▸ Exercise: Identify each line in the rows below that contains the word "dense", and copy every such line in full.

▸ Given data:
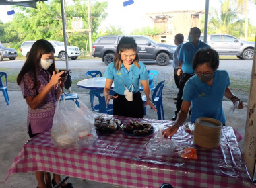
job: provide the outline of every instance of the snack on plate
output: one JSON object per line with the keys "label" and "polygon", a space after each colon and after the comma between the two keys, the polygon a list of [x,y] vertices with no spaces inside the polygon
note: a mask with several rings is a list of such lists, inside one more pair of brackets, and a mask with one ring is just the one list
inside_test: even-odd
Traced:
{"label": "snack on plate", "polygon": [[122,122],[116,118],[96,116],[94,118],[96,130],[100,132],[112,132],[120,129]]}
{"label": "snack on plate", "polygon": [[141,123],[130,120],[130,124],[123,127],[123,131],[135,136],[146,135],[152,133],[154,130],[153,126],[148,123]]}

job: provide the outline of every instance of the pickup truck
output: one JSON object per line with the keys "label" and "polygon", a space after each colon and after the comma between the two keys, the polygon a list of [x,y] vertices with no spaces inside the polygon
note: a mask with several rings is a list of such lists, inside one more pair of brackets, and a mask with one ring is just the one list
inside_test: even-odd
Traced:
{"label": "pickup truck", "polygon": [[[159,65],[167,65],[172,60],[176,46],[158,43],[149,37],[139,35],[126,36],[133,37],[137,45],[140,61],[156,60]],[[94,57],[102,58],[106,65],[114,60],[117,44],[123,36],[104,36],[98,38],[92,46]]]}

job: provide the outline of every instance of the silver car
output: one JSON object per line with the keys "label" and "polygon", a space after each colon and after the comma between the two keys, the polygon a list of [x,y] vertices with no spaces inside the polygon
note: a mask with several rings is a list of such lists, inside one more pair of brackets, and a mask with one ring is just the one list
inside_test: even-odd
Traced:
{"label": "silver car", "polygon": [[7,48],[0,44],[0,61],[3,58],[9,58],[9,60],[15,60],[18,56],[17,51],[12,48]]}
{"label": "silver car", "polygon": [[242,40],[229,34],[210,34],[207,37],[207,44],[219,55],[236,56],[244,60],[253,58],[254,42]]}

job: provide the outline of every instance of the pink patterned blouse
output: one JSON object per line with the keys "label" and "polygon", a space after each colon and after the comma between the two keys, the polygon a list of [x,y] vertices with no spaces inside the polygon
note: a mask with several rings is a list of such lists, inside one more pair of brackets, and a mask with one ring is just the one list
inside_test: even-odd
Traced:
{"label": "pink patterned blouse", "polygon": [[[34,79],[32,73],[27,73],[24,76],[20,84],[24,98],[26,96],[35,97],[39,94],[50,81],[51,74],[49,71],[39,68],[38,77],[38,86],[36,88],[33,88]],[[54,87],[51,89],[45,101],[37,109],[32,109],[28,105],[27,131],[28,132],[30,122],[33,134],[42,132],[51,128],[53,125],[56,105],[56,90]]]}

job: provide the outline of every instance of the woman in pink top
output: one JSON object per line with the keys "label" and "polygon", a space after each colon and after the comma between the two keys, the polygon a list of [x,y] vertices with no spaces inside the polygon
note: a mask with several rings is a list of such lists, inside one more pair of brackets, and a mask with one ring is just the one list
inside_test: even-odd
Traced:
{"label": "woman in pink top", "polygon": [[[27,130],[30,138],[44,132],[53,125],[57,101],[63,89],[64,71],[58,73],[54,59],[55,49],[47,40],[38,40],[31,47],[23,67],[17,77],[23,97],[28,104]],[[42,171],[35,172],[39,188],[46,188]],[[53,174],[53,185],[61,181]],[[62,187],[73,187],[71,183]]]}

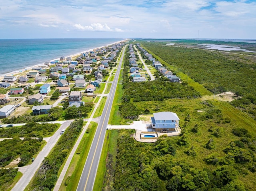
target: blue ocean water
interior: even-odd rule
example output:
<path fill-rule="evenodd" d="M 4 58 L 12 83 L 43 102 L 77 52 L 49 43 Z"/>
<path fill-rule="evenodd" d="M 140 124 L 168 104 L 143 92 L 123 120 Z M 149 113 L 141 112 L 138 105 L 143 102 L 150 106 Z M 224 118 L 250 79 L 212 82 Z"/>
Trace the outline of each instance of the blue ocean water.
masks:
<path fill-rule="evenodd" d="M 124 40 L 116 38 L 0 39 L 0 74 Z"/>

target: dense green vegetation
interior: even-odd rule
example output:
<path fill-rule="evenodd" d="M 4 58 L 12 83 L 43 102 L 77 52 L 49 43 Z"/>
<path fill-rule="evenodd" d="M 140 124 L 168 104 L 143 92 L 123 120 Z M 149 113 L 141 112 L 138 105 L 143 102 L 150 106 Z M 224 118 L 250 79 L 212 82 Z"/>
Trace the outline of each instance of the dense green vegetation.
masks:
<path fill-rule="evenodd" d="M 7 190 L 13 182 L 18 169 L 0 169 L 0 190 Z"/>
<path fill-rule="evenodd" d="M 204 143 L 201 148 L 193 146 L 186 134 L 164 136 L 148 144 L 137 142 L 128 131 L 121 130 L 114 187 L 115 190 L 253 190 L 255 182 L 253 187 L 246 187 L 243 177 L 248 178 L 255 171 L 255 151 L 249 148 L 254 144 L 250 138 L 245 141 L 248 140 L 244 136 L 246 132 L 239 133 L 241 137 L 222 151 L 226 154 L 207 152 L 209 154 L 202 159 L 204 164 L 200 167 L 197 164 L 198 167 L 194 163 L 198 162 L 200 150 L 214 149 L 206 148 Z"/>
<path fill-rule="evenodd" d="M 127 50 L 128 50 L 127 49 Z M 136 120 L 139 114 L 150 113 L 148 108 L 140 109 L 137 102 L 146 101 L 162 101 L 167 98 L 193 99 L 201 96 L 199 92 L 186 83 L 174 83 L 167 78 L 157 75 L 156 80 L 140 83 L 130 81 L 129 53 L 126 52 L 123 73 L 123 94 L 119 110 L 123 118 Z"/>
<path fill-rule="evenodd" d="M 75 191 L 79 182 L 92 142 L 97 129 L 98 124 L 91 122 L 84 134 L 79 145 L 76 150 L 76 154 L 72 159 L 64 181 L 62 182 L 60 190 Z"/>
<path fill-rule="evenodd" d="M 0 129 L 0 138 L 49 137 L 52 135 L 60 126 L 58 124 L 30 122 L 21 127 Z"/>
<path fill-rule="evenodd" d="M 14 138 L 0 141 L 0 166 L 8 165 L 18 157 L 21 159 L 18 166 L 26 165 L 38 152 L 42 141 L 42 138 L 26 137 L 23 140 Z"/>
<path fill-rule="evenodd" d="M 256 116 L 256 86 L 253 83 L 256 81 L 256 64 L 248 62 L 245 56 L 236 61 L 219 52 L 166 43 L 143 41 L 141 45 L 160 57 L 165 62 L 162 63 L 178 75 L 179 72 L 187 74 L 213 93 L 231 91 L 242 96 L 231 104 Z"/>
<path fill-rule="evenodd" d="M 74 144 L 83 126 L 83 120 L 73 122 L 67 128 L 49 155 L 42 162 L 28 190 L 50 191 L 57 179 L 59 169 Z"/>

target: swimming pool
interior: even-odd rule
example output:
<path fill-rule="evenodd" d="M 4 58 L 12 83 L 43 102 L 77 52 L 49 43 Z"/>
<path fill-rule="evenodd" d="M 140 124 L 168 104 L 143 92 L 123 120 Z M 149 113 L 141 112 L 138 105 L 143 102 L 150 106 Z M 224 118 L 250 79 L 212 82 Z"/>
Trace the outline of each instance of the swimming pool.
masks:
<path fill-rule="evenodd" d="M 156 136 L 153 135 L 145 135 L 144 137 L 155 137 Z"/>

---

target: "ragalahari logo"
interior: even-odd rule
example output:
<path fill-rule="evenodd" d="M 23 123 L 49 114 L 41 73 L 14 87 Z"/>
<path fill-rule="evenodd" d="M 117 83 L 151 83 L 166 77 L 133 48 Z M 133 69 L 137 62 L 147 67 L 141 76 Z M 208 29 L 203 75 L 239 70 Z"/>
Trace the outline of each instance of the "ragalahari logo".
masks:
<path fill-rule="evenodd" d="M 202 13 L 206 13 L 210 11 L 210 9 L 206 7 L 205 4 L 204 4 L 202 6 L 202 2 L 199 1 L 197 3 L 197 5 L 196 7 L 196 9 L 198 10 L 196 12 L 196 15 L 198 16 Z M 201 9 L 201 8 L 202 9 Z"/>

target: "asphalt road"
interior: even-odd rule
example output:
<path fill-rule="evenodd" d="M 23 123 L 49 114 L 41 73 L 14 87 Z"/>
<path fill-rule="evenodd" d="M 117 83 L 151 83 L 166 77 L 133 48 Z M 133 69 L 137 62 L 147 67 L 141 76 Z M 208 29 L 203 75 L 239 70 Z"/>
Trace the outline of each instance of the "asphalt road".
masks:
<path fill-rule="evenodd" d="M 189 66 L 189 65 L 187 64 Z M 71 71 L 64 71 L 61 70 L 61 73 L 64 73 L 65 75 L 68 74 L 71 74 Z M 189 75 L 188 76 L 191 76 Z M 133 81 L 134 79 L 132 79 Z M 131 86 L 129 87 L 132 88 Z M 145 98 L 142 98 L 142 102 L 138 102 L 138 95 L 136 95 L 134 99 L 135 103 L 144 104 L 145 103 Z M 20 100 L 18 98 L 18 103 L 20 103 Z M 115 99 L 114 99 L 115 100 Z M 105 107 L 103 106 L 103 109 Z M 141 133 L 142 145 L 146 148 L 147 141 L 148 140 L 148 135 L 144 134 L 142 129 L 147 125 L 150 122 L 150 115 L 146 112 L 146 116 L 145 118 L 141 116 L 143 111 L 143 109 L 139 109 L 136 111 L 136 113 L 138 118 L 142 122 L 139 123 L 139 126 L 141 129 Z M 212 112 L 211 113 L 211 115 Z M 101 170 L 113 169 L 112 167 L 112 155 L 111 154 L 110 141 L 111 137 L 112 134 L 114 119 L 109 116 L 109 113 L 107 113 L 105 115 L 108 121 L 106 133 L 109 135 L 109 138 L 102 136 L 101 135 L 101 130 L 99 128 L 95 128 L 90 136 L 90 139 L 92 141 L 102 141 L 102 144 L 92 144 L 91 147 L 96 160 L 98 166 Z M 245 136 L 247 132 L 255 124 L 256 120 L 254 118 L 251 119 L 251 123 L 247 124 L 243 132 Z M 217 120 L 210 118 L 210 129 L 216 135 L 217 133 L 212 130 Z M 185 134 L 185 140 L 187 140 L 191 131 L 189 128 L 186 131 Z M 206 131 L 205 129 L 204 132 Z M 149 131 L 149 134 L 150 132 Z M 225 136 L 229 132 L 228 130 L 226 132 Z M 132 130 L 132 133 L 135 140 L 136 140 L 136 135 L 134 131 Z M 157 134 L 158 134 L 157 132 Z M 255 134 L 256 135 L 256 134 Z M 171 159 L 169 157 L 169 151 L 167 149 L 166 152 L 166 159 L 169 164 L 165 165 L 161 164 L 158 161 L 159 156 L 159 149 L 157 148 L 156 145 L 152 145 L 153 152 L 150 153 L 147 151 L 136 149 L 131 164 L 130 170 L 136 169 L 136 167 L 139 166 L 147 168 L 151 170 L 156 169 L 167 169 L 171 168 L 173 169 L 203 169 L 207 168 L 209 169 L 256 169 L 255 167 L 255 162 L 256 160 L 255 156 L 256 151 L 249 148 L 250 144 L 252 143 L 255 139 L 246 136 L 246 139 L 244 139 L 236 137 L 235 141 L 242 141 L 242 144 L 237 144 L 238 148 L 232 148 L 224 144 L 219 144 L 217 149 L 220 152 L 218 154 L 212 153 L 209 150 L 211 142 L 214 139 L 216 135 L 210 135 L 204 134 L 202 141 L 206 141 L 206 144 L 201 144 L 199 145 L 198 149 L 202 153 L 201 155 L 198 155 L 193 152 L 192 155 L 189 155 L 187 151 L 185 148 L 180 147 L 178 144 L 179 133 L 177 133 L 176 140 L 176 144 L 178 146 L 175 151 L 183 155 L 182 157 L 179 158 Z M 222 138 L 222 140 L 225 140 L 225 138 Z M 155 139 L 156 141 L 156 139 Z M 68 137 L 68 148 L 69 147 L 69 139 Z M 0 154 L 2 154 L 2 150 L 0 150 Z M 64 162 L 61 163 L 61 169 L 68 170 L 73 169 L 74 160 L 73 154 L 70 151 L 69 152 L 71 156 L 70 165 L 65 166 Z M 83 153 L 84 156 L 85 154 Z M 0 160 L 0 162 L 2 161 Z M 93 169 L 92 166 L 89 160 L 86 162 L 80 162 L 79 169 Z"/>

▸ Response below:
target: dense green vegetation
Trace the outline of each instance of the dense green vegetation.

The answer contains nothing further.